# What you are asked to do:
Below are entries; copy exactly the lines from the one with "Note: pick out each instance of the wooden" through the one with "Note: pick out each instance of the green", both included, and leave out the rest.

# Extracted data:
^^^^^^^^

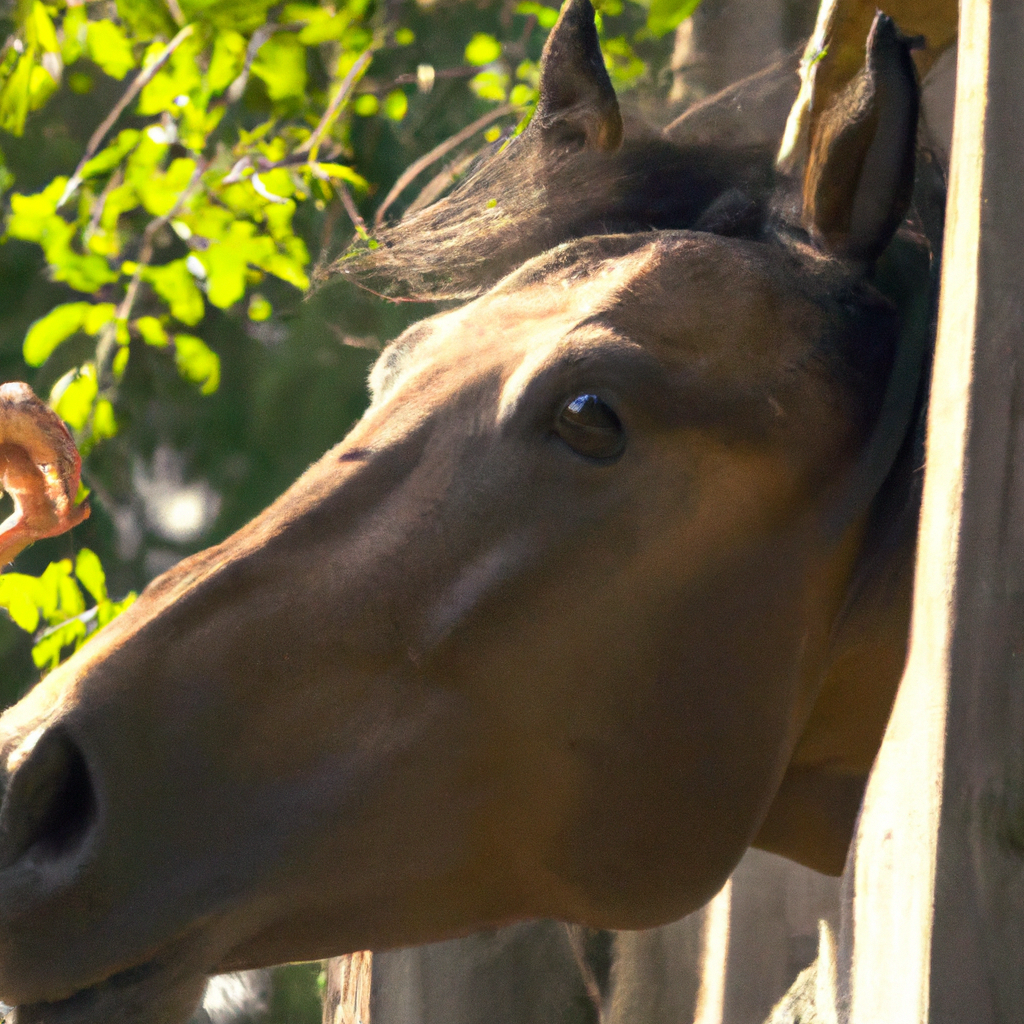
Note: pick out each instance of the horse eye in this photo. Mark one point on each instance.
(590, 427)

^^^^^^^^

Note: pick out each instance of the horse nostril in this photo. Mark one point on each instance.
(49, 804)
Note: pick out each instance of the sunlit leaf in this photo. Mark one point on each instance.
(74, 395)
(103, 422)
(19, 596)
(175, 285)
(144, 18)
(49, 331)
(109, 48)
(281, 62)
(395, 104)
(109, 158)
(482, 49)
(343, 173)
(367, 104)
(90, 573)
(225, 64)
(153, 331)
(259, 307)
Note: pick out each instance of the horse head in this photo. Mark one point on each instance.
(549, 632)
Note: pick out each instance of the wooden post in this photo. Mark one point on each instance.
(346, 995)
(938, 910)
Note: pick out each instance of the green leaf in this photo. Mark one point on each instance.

^^^^^^^^

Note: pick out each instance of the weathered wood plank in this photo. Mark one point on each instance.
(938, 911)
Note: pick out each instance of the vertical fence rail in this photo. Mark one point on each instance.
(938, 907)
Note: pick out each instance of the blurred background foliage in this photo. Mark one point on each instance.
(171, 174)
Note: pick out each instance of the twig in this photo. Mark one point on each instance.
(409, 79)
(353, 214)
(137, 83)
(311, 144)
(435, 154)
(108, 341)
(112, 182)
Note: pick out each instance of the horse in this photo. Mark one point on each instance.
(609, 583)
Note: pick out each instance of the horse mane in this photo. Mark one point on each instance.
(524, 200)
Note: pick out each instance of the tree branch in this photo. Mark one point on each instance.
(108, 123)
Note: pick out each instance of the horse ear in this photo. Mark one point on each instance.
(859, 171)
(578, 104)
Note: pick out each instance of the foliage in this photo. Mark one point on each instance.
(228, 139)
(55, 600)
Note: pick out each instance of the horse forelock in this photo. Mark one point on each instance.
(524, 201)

^^^^^^^^

# Finished exercise:
Note: pick out each instance of the wooden post in this photo. Mark one point on each instance.
(346, 995)
(938, 910)
Note: pick out each instance of the green leaf in this photo. Mark one point on each instance.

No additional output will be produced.